▸ **Sumber**:
KPU menggelar uji publik sebagai tindak lanjut putusan MK tentang dapil serta meminta masukan dalam penataan dapil. Penyusunan peraturan KPU diminta merujuk kesimpulan rapat dengan DPR yang dinilai selaras putusan MK.
Oleh
REBIYYAH SALASAH
·4 menit baca
JAKARTA, KOMPAS — Komisi Pemilihan Umum mengklaim sudah mematuhi putusan Mahkamah Konstitusi Nomor 80/PUU-XX/2022 tentang Pembentukan Daerah Pemilihan. Namun, KPU dinilai memaknai secara parsial sehingga hanya memindahkan aturan dalam Undang-Undang Pemilihan Umum ke peraturan KPU tanpa melakukan evaluasi daerah pemilihan dan alokasi kursi. KPU pun diminta lebih berani menjalankan putusan MK dengan mengingat bahwa hasil konsultasi dan rapat dengan DPR bersifat tidak mengikat.

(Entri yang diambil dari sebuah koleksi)
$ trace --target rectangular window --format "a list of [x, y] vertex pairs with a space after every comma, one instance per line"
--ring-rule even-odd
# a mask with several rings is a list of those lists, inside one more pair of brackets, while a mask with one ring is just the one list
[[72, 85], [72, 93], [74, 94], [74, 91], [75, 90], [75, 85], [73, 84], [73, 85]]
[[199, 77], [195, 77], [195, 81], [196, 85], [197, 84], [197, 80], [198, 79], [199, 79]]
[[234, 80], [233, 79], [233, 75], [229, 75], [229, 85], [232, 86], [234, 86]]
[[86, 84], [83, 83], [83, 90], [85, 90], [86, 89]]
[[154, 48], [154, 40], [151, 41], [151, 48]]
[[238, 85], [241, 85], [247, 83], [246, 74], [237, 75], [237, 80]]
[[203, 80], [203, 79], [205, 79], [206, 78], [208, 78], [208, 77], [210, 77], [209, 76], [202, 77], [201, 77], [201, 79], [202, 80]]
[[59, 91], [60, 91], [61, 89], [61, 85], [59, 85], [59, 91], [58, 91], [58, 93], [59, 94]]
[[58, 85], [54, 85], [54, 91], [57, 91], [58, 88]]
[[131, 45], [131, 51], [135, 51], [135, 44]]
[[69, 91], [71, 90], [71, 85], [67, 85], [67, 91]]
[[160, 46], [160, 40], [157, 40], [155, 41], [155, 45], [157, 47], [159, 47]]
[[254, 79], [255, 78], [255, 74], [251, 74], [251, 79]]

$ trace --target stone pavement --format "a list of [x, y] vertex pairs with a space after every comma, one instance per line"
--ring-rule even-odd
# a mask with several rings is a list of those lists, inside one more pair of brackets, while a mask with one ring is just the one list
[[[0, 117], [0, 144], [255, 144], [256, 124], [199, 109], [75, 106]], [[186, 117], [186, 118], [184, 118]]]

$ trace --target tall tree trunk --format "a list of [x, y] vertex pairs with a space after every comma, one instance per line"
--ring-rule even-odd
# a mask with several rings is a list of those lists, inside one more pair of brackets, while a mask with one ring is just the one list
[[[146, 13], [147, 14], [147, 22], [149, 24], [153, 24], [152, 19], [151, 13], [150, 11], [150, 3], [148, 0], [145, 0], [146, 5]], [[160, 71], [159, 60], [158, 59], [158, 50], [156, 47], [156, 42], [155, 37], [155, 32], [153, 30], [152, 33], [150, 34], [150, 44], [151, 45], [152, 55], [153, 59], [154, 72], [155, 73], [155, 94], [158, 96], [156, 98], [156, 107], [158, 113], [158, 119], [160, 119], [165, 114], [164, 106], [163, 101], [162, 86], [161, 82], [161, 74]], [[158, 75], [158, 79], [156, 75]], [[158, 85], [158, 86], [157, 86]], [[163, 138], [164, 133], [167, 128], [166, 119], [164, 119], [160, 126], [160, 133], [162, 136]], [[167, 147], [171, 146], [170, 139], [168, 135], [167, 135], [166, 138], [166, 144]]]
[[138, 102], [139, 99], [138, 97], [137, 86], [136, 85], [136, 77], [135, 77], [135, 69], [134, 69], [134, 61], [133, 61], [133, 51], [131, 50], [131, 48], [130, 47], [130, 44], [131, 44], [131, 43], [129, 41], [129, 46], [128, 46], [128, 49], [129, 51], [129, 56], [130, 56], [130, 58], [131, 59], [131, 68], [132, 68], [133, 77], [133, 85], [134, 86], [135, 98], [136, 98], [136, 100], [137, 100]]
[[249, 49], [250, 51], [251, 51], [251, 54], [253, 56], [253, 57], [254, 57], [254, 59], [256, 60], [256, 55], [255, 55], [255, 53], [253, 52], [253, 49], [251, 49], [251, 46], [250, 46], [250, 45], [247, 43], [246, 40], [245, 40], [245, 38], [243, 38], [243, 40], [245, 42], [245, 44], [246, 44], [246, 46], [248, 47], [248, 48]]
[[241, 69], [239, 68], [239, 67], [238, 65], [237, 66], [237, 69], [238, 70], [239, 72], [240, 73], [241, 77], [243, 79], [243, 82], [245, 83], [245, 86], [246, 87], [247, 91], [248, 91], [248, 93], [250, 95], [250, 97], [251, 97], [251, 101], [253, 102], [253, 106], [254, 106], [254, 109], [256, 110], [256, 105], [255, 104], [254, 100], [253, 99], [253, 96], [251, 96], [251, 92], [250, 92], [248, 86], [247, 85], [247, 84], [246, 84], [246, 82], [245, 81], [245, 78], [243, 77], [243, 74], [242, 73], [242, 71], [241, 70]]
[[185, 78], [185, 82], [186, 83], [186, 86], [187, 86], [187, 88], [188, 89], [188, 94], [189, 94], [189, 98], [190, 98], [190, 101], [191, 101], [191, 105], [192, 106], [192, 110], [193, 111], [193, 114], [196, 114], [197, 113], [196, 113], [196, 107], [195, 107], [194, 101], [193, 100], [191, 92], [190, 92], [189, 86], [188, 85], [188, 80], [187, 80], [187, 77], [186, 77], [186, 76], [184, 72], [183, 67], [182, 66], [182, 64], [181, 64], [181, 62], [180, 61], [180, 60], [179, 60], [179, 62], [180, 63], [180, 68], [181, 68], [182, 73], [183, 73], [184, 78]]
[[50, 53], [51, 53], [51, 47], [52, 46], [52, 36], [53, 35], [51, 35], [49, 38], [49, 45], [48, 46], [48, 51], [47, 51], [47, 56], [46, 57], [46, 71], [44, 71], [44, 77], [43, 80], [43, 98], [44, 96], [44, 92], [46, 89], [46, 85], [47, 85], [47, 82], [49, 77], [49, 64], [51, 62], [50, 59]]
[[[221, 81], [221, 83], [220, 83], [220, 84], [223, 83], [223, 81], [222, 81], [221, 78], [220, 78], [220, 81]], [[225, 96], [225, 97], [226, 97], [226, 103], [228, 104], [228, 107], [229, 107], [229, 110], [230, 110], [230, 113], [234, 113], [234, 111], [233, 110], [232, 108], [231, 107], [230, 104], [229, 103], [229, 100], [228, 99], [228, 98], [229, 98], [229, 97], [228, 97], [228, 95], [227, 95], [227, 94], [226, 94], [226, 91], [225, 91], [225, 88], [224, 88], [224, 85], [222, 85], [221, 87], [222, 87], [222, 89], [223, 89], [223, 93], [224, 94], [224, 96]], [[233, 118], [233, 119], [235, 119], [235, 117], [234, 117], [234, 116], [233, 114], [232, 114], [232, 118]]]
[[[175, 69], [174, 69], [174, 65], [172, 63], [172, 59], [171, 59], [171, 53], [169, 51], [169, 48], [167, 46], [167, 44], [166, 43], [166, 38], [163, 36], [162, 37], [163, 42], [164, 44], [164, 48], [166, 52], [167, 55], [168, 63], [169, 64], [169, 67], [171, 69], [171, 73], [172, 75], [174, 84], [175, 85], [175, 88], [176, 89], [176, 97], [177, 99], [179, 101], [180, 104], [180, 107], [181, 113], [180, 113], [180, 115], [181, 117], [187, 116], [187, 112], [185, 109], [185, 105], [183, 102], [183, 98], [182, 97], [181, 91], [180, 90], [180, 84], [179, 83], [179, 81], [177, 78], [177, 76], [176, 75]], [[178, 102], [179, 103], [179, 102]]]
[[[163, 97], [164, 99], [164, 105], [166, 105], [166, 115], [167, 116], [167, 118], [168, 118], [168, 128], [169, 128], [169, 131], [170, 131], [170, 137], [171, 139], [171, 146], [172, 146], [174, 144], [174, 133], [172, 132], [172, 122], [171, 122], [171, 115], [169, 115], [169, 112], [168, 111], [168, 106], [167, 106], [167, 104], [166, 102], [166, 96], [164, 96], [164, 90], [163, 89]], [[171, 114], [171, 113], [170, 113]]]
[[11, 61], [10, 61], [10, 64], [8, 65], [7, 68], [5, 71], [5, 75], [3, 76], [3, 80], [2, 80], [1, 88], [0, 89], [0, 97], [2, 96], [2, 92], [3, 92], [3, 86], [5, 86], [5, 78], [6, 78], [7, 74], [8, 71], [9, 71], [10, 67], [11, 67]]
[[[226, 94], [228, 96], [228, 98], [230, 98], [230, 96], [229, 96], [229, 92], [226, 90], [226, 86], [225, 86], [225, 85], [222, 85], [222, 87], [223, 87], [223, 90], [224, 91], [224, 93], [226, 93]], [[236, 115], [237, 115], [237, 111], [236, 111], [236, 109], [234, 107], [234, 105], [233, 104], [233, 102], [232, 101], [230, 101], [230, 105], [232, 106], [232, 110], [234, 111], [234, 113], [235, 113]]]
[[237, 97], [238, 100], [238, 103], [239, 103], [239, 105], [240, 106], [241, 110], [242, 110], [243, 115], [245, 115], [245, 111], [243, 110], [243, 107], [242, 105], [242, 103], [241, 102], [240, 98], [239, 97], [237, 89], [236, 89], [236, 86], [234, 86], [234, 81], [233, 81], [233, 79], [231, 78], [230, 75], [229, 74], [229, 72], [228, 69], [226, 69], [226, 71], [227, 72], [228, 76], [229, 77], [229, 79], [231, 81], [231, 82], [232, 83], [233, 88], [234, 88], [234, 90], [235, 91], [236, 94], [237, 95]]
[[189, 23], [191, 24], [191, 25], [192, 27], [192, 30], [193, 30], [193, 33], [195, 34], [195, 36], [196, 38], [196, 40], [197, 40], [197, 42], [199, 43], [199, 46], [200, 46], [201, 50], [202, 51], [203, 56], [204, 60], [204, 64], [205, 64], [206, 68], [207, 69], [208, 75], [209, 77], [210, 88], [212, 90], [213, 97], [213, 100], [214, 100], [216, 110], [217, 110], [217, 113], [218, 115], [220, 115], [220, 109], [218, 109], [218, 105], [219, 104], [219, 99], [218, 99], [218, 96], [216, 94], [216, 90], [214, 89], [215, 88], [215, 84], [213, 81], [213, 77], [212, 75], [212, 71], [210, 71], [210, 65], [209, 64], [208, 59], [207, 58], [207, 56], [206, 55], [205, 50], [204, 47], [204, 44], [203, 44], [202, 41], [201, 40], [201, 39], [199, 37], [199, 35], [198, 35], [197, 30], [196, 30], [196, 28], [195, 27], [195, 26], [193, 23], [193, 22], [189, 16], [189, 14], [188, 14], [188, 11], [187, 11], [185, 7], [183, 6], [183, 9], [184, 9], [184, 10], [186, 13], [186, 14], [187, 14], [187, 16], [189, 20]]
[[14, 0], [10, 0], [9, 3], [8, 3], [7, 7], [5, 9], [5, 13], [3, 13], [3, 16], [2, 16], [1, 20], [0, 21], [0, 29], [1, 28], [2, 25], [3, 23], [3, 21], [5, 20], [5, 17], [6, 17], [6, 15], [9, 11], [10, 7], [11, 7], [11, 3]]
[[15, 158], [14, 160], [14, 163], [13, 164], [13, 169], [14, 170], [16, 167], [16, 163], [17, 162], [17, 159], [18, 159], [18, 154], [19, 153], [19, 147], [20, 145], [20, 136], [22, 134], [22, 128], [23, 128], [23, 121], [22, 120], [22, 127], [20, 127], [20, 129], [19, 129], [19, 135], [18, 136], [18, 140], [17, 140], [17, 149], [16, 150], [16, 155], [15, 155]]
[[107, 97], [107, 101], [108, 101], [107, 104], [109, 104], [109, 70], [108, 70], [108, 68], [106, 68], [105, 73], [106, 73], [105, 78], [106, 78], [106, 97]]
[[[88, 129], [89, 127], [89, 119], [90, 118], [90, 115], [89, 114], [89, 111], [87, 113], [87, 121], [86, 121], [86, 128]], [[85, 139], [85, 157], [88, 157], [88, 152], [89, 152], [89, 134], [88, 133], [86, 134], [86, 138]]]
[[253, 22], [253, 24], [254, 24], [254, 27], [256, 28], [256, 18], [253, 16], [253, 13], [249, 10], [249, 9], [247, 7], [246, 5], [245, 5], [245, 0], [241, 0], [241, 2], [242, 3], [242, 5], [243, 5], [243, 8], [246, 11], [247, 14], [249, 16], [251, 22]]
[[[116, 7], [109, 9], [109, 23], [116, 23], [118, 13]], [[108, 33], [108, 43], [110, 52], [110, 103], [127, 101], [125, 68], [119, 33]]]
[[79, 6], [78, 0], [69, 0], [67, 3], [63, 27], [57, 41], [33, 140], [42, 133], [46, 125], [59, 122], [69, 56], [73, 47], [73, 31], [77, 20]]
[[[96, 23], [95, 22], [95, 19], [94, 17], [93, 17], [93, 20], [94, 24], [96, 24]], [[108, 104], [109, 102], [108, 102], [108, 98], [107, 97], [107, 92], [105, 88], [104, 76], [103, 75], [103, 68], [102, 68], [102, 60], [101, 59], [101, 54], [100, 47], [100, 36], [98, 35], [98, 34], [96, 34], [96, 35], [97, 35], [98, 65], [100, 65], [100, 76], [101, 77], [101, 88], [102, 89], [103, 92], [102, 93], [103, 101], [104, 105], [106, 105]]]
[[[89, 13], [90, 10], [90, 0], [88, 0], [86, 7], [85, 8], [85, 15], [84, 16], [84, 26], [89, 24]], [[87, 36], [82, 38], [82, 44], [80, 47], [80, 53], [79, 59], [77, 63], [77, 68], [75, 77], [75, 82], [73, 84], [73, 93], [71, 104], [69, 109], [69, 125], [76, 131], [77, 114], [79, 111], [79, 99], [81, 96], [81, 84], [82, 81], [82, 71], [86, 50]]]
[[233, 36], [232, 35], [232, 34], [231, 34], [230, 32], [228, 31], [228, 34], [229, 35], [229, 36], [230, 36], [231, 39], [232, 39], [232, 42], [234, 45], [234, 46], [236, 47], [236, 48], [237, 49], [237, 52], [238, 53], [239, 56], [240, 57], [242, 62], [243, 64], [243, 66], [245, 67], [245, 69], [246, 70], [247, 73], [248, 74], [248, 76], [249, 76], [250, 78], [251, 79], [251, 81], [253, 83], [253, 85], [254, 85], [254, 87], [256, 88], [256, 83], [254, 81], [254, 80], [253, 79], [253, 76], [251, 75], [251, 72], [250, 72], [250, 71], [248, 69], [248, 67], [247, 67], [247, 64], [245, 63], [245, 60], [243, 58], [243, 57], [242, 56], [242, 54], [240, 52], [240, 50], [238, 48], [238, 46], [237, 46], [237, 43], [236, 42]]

▸ **Petunjuk Pengerjaan**:
Menurut teks sumber, putusan Mahkamah Konstitusi bernomor berapa yang diklaim telah dipatuhi oleh Komisi Pemilihan Umum? Item-item tersebut tidak memiliki hubungan dengan teks sumber.

▸ **Penyelesaian Soal**:
Putusan Mahkamah Konstitusi Nomor 80/PUU-XX/2022 tentang Pembentukan Daerah Pemilihan.